TASK ▸ Find each line of the entries with the string "pixel", please, and copy it.

DATA SUPPLIED ▸
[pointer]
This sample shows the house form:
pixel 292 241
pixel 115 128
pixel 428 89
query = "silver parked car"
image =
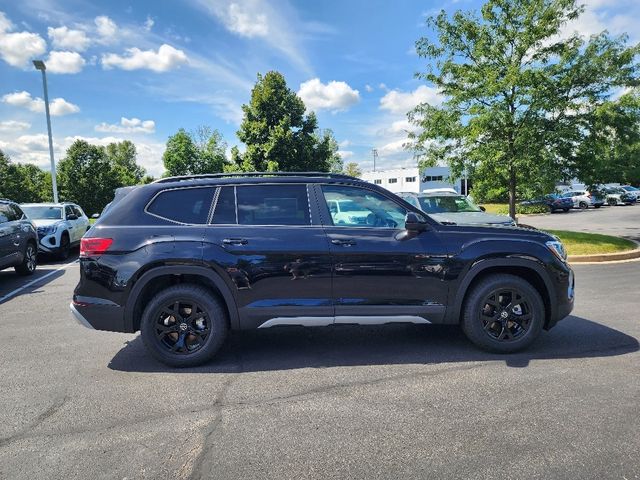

WRITTEN SOLUTION ▸
pixel 292 241
pixel 115 128
pixel 428 89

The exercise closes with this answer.